Records for the exercise:

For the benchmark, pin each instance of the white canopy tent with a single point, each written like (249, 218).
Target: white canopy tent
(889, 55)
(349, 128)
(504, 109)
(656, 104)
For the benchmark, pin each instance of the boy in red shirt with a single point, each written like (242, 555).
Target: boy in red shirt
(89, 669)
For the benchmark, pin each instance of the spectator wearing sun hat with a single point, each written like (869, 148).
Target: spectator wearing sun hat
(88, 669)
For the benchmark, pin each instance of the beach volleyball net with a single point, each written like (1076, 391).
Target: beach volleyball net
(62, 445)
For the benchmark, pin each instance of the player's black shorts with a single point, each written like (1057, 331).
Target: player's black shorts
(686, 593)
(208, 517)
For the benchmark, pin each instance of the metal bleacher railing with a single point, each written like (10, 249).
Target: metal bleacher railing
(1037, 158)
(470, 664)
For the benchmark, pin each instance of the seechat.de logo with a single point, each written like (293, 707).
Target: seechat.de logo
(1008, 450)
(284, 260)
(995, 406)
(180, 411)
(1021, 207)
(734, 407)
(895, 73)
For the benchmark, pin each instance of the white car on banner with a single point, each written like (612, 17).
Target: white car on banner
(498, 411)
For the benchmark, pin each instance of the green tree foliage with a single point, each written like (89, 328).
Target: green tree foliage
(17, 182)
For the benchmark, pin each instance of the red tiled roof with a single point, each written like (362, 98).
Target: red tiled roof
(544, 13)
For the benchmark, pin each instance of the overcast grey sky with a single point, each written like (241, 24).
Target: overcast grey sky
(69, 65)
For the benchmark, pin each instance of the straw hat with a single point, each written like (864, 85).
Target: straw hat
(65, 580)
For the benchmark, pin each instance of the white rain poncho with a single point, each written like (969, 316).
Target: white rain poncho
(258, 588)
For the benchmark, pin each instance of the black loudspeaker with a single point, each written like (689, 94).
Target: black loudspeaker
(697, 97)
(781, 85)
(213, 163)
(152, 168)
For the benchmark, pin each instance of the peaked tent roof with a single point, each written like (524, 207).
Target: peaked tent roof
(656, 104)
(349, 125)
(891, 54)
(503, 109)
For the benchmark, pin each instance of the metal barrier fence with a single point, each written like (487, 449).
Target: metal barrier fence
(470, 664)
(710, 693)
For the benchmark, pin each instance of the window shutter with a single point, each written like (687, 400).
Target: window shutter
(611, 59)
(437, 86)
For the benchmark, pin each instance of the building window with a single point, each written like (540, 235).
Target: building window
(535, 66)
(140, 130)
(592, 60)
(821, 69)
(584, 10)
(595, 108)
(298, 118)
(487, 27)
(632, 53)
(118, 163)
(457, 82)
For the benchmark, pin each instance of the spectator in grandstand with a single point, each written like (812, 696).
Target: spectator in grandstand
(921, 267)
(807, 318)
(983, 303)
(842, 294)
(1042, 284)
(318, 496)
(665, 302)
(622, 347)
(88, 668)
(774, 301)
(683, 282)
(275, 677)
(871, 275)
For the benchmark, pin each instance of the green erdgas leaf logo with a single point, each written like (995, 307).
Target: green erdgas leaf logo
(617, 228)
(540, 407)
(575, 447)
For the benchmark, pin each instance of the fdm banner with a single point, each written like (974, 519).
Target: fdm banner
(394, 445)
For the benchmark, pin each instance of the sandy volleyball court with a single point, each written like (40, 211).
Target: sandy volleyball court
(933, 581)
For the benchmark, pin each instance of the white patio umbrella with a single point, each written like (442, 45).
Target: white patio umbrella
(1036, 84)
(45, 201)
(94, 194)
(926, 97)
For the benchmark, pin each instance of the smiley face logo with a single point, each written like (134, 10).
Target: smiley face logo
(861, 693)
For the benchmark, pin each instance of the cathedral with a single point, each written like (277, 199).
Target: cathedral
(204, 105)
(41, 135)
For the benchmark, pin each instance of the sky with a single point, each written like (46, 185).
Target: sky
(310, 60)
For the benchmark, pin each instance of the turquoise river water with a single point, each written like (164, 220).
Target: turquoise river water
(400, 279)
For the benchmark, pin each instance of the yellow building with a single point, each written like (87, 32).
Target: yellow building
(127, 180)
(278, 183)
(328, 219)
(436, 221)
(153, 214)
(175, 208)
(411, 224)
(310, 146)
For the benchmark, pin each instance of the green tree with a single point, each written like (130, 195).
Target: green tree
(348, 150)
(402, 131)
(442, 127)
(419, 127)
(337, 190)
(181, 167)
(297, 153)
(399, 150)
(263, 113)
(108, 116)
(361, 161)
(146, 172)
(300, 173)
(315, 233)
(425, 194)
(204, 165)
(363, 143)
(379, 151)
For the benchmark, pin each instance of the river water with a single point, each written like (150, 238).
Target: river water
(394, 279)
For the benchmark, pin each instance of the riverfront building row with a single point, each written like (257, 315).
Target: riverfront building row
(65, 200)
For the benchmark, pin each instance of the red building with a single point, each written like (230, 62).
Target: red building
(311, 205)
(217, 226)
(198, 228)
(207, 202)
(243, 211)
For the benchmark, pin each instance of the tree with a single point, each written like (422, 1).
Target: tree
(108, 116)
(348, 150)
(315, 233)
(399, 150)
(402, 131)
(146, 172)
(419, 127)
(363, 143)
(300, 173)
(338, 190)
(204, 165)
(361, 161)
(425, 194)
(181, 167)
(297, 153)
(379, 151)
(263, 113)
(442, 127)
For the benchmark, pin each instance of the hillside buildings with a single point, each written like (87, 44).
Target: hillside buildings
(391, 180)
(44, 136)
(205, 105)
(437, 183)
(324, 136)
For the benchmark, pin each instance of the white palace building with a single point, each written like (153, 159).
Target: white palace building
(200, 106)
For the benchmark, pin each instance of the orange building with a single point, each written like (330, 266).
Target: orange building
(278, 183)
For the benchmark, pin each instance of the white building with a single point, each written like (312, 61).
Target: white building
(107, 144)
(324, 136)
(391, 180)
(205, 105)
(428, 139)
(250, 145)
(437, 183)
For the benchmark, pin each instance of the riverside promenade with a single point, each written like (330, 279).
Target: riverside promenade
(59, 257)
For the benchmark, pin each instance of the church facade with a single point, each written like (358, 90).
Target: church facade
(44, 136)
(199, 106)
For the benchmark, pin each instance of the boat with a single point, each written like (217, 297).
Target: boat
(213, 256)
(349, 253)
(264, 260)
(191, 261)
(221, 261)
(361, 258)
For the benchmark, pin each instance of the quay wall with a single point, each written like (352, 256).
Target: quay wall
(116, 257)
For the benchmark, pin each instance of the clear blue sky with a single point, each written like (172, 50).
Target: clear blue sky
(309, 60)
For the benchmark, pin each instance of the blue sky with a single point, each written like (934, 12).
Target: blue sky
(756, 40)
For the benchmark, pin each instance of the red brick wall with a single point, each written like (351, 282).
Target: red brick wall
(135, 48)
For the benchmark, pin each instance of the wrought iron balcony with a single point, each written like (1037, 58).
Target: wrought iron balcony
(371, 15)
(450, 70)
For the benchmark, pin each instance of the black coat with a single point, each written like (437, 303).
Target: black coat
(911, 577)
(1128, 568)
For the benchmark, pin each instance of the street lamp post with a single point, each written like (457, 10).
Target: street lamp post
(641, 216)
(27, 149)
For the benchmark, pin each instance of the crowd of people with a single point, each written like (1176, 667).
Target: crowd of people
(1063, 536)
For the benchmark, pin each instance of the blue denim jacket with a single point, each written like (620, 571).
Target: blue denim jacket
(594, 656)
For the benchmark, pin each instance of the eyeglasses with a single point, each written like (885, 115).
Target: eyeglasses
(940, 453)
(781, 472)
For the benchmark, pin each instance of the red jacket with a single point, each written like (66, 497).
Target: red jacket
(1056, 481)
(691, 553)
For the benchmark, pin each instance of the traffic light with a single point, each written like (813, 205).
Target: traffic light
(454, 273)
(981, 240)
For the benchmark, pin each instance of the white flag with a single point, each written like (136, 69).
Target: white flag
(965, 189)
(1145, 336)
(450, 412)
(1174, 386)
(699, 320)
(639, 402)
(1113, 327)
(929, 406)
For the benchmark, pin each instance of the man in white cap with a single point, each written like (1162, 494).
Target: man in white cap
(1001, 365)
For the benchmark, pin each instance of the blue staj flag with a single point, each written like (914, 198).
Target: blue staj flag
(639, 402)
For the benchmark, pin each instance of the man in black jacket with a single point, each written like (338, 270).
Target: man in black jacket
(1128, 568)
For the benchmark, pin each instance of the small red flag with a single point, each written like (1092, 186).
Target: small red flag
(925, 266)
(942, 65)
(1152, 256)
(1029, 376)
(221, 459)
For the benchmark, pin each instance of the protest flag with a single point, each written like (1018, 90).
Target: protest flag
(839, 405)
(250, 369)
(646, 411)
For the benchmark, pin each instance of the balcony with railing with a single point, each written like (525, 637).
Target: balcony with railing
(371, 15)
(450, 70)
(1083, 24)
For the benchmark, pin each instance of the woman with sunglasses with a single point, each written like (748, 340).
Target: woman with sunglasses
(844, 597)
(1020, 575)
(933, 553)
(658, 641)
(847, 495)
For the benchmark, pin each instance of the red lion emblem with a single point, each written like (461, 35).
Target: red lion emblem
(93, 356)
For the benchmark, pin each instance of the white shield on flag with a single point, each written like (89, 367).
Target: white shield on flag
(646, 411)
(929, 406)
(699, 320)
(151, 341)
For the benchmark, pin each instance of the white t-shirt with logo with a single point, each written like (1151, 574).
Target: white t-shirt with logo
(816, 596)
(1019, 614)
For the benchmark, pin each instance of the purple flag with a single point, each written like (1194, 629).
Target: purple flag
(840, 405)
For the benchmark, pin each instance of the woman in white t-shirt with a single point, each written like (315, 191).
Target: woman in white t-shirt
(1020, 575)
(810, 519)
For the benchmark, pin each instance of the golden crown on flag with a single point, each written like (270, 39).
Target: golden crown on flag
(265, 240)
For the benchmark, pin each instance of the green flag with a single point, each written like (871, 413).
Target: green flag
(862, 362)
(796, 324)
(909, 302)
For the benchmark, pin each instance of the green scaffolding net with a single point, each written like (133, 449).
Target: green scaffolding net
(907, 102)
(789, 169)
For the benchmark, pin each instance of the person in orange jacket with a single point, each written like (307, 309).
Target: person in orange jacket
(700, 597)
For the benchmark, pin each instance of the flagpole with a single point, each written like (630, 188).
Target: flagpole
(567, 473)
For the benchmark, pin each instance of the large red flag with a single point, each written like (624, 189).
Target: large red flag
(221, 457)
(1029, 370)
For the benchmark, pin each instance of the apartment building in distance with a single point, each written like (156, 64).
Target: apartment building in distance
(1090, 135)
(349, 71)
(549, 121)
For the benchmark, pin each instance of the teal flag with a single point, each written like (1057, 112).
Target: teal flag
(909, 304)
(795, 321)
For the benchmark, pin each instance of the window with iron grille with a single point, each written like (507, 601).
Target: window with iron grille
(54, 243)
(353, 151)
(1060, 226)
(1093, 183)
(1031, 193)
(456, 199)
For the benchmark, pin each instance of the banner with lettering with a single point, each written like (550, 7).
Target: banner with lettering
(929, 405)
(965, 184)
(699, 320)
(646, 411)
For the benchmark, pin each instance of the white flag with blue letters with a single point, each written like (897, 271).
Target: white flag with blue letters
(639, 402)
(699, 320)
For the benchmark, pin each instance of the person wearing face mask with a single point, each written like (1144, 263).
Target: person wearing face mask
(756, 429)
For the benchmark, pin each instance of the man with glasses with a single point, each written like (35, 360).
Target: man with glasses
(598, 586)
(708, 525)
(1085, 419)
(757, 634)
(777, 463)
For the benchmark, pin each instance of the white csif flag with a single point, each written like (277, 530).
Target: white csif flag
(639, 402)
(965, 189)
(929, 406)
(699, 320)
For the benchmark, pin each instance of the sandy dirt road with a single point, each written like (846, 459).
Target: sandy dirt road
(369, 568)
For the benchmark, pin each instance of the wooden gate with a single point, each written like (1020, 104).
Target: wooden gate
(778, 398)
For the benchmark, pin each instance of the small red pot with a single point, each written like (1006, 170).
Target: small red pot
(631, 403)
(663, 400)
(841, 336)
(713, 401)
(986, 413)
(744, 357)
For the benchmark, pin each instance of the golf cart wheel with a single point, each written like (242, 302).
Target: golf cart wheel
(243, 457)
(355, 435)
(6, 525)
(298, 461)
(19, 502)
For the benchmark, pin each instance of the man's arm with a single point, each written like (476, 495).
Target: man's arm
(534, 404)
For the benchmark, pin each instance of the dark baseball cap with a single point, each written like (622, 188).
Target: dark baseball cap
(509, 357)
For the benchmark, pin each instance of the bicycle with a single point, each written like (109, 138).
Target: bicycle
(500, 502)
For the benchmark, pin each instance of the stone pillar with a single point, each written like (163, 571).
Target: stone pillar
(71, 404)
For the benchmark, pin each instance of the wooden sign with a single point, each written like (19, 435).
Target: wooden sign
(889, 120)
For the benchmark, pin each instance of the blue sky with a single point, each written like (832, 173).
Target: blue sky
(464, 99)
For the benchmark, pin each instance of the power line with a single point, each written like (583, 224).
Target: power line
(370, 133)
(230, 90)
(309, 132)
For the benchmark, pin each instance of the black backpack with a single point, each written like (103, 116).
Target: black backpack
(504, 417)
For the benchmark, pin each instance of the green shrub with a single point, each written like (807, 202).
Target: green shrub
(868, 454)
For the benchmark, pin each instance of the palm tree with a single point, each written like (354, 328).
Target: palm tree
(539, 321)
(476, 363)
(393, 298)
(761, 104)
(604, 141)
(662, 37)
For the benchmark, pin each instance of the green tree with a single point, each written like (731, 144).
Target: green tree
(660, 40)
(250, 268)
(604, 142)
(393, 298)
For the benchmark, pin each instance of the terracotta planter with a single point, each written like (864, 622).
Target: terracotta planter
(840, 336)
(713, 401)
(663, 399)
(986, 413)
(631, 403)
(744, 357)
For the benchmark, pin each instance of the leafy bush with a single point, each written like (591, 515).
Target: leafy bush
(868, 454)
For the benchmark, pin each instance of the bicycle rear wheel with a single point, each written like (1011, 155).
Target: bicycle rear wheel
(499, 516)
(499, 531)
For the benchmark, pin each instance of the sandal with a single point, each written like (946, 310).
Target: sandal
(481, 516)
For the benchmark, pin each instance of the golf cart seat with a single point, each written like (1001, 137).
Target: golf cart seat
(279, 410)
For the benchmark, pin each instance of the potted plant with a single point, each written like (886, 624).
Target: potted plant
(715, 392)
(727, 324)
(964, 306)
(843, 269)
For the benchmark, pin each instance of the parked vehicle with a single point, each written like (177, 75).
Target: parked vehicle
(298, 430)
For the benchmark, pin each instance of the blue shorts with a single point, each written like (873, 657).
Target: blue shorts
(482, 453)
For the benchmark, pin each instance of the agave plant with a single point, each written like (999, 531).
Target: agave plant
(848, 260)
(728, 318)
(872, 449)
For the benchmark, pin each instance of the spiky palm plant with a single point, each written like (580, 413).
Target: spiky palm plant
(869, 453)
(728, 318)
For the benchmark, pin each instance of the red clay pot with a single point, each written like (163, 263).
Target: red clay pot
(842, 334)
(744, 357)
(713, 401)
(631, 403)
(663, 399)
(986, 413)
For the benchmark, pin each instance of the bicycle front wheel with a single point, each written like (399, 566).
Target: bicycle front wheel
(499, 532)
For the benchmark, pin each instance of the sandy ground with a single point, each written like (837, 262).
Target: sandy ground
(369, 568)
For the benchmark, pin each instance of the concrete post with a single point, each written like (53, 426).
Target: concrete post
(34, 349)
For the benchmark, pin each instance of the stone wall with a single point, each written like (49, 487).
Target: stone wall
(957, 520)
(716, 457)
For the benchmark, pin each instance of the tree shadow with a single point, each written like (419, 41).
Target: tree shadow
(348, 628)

Task requirements:
Update the records from the line with "For the benchmark, pin each instance of the red brick" to the line with "(1001, 365)", changing "white flag" to "white banner" and leaving everything else as it is. Return only those lines.

Answer in full:
For the benchmark, pin each instance of the red brick wall with a single point, each written like (351, 282).
Target: red brick wall
(135, 48)
For the benchmark, pin each instance of the wrought iron balcony with a single point, each written like (1037, 58).
Target: wrought iron balcony
(371, 15)
(450, 70)
For the benchmark, pin each instance of the black coat with a single point, each written like (437, 303).
Target: black coat
(911, 577)
(1128, 568)
For the benchmark, pin each instance of the street lamp post with a single point, each written like (457, 10).
Target: street lamp post
(641, 216)
(27, 149)
For the benchmark, pin each instance of the crowd of people with a single point, each written like (1176, 667).
Target: crowd of people
(1063, 536)
For the benchmark, pin each instance of the blue denim jacket with a single point, each written like (620, 571).
Target: blue denim jacket
(594, 656)
For the benchmark, pin each instance of the eyeglasses with a single point, each written like (885, 115).
Target: eyeglasses
(940, 453)
(781, 472)
For the benchmark, pin each instance of the red jacket with a single point, each written like (66, 497).
Target: red jacket
(1056, 481)
(691, 553)
For the benchmark, pin each instance of the traffic light with a single point, each written like (813, 205).
Target: traffic light
(454, 273)
(981, 240)
For the benchmark, pin each instance of the white banner with a single point, each written like (136, 69).
Target: white banner
(965, 189)
(1145, 336)
(450, 412)
(1174, 386)
(699, 320)
(639, 402)
(1113, 327)
(929, 406)
For the benchmark, pin each instance of the man in white cap with a single point, each written like (1162, 494).
Target: man in white cap
(1001, 365)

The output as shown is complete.